> **Supplied text**
— Begin —

AR# 8350


JTAG, BSDL - What is BSDL, and how do I read a BSDL file?


What is the origin of BSDL? How is BSDL used, and how is it read?


Several data formats have emerged that allow IEEE 1149.1 to be successful and well-supported by tools. Boundary-Scan Description Language (BSDL) is one of them.

Current BSDL files are available for download at:

The following excerpt is taken from the Texas Instruments web site at:


In 1990, the IEEE 1149.1 standard was approved, and implementation of the standard accelerated. As more people became aware of and used the standard, the need for a standard method for describing IEEE 1149.1-compatible devices was recognized. The IEEE 1149.1 working group established a subcommittee to develop a device description language to address this need.

The subcommittee has since developed and approved an industry standard language called Boundary-Scan Description Language (BSDL). BSDL is a subset of VHDL (VHSIC Hardware Description Language) that describes how IEEE 1149.1 is implemented in a device and how it operates. BSDL captures the essential features of any IEEE 1149.1 implementation. BSDL was approved in 1994 as IEEE Std. 1149.1b.

The IEEE 1149.1 is a structured design-for-test approach well-suited for tools and automation. Tools developed to support the standard can control the TAP (Test Access Port) if they know how the boundary-scan architecture was implemented in the device. Tools can also control the I/O pins of the device. BSDL provides a standard machine and human-readable data format for describing how IEEE 1149.1 is implemented in a device.

How is a BSDL file used?

Many IEEE 1149.1 tools already on the market support BSDL as a data input format. These tools offer different capabilities to customers implementing IEEE 1149.1 into their designs, including board interconnect Automatic Test Pattern Generation (ATPG) and Automatic Test Equipment (ATE).

When you use tools that support BSDL, you can often obtain BSDL from your semiconductor vendor. This can result in significant time and cost savings.

Teradyne estimates that creating in-circuit test patterns for a leading microprocessor normally may require as much as seven weeks' time:

- One week to study the device

- Four weeks to develop in-circuit test patterns

- Two weeks to verify the patterns on ATE

The development cost estimate for this approach is $14,000.

If the microprocessor supports IEEE 1149.1, and the BSDL is supplied by the vendor, the time to develop in-circuit test patterns is less than two hours (less than $100) using today's tools.

— End —

> **Data segment**
— Begin —

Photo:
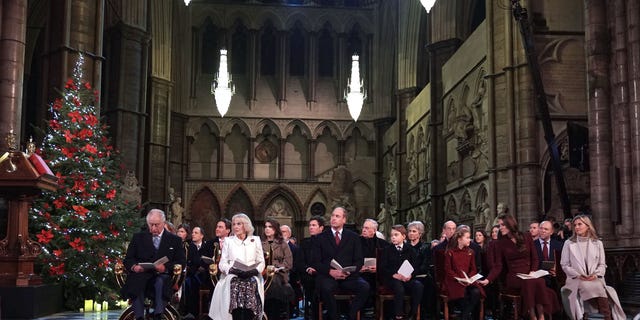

— End —

> **Prompt**
Pick up the BSDL article from where it stops and keep writing it.

> **Output**
How to read BSDL files

A BSDL description for a device consists of the following elements:

- Entity descriptions

- Generic parameter

- Logical Port description

- Use statements

- Pin Mapping(s)

- Scan Port identification

- Instruction Register description

- Register Access description

- Boundary Register description

Entity descriptions: The entity statement names the entity, such as the device name (e.g., SN74ABT8245). An entity description begins with an entity statement and terminates with an end statement.

entity XYZ is

{statements to describe the entity go here}

end XYZ

Generic parameter: A generic parameter is a parameter that may come from outside the entity, or it may be a default parameter, such as a package type (e.g., "DW").

generic (PHYSICAL_PIN_MAP : string := "DW");

Logical port description: The port description gives logical names to the I/O pins (system and TAP pins) and denotes their nature to be input, output, bidirectional, etc.

port (OE:in bit;

Y:out bit_vector(1 to 3);

A:in bit_vector(1 to 3);

GND, VCC, NC:linkage bit;

TDO:out bit;

TMS, TDI, TCK:in bit);

Use statements: The use statement refers to external definitions found in packages and package bodies.

use STD_1149_1_1994.all;

Pin mapping(s): Pin-mapping provides a mapping of logical signals onto the physical pins of a particular device package.

attribute PIN_MAP of XYZ : entity is


constant DW:PIN_MAP_STRING:=

"OE:1, Y:(2,3,4), A:(5,6,7), GND:8, VCC:9, "&

"TDO:10, TDI:11, TMS:12, TCK:13, NC:14";

Scan port identification: The scan port identification statements define the device's TAP.

attribute TAP_SCAN_IN of TDI : signal is TRUE;

attribute TAP_SCAN_OUT of TDO : signal is TRUE;

attribute TAP_SCAN_MODE of TMS : signal is TRUE;

attribute TAP_SCAN_CLOCK of TCK : signal is (50.0e6, BOTH);

Instruction register description: The instruction register description identifies the device-dependent characteristics of the instruction register.

attribute INSTRUCTION_LENGTH of XYZ : entity is 2;

attribute INSTRUCTION_OPCODE of XYZ : entity is

"BYPASS (11), "&

"EXTEST (00), "&

"SAMPLE (10) ";

attribute INSTRUCTION_CAPTURE of XYZ : entity is "01";

Register access description: The register access defines which register is placed between TDI and TDO for each instruction.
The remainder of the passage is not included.